*GIVEN PROBLEM*
Output, as a numbered list with blank lines omitted, the part of the records that opens with the line containing "Your task is to find fallen" and closes with the last line of the records, both included.

*INPUT DATA*
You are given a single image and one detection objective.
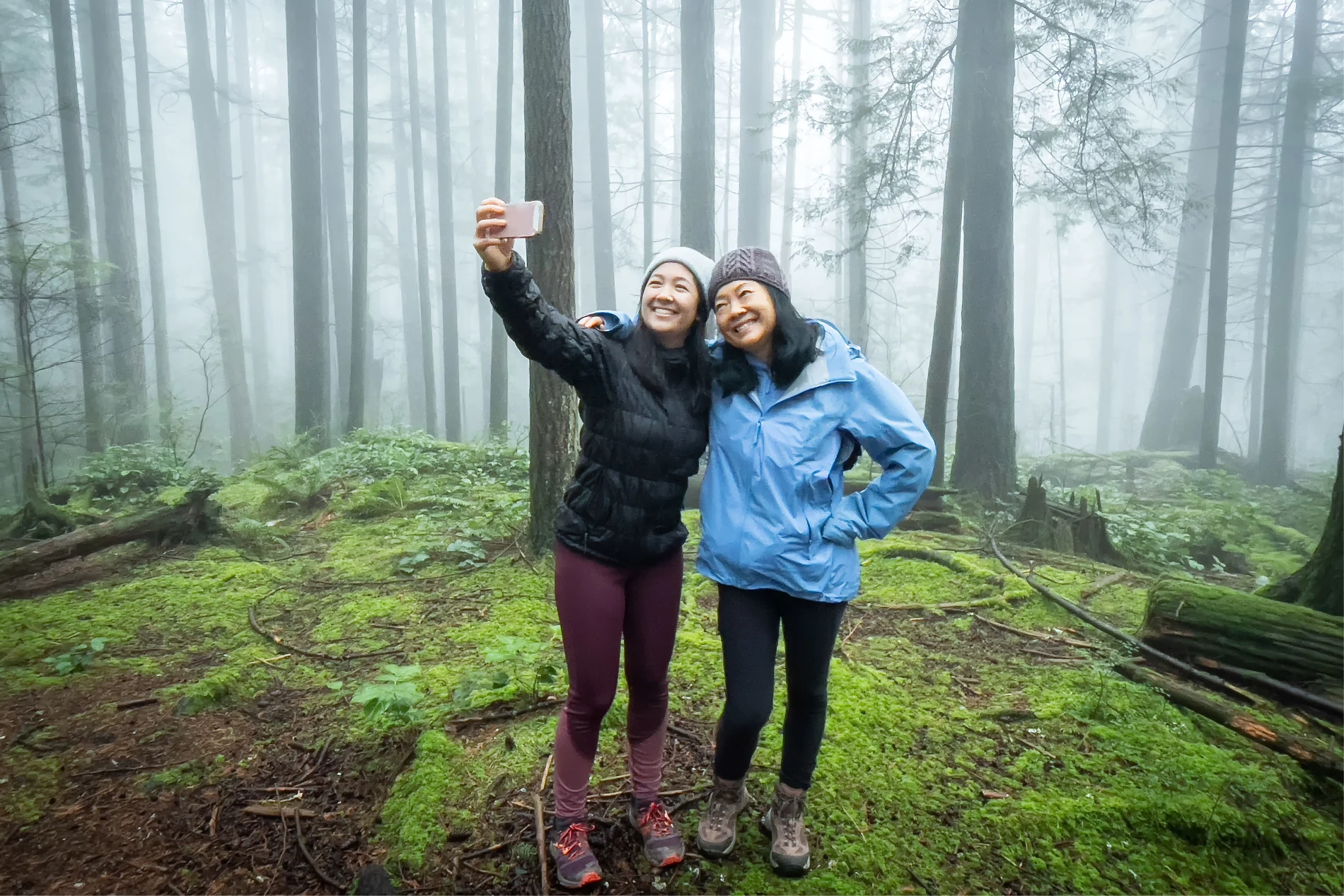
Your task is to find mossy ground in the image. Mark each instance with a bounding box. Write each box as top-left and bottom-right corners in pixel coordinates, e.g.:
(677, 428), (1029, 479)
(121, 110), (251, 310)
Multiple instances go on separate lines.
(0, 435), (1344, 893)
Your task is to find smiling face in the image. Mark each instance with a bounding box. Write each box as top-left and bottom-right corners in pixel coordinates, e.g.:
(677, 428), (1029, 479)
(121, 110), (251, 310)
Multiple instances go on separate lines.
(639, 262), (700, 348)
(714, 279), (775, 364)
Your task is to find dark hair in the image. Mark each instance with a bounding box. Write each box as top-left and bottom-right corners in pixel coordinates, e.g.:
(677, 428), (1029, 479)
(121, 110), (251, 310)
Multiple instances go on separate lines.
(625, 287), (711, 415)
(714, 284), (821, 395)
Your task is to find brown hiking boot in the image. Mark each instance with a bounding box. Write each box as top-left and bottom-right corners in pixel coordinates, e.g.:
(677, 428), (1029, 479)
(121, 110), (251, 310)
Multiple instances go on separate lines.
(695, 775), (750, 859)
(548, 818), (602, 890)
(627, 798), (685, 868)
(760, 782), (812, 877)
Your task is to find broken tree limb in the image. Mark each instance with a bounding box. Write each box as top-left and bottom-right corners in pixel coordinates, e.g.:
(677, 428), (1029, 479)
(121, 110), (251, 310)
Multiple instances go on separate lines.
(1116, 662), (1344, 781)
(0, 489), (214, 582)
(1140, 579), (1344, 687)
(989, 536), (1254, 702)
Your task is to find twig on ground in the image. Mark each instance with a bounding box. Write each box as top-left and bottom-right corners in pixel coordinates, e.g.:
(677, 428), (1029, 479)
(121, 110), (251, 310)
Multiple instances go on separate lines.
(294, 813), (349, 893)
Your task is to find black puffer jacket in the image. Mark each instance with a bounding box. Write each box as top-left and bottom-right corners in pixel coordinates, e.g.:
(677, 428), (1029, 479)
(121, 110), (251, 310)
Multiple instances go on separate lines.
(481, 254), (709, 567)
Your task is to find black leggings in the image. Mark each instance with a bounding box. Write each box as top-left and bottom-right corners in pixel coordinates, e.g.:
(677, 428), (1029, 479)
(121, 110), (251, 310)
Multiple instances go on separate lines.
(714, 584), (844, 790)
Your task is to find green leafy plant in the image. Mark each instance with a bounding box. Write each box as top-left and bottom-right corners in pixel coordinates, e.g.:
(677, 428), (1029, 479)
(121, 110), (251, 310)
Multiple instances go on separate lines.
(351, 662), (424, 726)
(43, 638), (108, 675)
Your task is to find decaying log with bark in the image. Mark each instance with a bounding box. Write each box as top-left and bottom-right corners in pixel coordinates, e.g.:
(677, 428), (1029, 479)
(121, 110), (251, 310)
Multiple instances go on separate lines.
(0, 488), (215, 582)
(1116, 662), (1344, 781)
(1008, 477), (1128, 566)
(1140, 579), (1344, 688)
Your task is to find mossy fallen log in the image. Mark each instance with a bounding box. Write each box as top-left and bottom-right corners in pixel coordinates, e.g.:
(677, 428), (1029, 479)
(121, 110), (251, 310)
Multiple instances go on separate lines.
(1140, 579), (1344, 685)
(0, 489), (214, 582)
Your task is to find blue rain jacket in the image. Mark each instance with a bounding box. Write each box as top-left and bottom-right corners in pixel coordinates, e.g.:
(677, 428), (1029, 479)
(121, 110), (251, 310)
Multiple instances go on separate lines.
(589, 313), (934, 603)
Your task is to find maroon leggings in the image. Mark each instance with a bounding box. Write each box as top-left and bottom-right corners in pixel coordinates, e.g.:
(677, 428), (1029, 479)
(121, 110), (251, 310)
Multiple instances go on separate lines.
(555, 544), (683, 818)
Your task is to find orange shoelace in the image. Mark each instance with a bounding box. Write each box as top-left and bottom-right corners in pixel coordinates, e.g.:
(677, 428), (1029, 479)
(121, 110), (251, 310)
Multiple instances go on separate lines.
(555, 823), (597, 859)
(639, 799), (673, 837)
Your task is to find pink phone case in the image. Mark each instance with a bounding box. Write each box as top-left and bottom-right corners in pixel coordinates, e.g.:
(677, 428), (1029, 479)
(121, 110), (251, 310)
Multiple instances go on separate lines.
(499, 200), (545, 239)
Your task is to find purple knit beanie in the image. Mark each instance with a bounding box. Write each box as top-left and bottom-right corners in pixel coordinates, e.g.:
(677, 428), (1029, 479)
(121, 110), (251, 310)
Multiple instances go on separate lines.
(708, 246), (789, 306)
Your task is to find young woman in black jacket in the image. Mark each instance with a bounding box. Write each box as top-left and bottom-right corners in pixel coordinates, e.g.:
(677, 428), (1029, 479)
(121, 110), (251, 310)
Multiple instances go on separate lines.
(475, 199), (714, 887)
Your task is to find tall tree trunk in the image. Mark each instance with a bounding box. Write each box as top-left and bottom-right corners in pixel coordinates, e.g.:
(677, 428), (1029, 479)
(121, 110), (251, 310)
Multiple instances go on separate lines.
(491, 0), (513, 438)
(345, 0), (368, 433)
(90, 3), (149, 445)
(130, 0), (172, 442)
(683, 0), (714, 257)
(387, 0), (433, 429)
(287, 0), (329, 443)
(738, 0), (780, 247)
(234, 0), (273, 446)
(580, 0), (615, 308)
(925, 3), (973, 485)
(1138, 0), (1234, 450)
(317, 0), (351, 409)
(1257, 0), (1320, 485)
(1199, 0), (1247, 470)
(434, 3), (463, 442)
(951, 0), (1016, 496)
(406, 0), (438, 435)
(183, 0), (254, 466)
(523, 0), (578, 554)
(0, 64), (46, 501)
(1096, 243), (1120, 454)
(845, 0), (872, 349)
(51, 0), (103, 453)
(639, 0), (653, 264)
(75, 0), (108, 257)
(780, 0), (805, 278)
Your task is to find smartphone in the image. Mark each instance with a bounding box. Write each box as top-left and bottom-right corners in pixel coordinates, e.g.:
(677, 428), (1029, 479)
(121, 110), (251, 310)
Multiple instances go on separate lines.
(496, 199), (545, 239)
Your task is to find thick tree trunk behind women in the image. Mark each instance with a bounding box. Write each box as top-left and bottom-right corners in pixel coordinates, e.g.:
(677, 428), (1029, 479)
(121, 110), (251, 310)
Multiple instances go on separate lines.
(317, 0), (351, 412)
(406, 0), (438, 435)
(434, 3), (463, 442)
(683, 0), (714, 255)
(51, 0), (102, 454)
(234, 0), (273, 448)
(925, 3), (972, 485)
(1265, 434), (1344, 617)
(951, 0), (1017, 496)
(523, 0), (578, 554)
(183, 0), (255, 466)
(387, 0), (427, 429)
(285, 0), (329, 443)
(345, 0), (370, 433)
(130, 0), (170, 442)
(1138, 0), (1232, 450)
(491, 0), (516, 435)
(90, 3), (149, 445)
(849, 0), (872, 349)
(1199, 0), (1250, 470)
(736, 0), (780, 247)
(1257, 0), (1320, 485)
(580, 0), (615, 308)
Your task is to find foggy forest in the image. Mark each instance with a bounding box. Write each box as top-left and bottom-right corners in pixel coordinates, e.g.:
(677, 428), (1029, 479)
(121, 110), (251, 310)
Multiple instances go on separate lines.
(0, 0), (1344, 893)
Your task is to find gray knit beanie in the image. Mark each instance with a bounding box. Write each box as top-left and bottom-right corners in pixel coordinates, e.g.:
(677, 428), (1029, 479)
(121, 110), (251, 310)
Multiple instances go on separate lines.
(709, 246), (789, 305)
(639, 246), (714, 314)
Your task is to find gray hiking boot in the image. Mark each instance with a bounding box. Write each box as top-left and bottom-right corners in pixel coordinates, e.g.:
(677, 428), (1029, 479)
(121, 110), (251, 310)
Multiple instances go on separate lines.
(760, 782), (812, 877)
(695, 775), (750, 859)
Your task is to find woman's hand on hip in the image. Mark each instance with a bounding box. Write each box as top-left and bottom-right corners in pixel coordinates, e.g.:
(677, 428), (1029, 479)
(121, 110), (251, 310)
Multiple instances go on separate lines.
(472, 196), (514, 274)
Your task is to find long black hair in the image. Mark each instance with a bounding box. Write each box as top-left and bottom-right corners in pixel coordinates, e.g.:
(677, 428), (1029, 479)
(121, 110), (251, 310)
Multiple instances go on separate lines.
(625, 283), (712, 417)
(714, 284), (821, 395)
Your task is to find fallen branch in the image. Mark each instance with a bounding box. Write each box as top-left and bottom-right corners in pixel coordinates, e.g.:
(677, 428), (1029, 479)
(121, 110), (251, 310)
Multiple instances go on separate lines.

*REPLY*
1. Your task is to find fallen branch in the image. Mark each instance with a bounding box. Write each box as top-left and bottom-right corners in pixel coordinates, e.g.:
2. (677, 428), (1029, 479)
3. (121, 110), (251, 310)
4. Multiple instances go on separate lines.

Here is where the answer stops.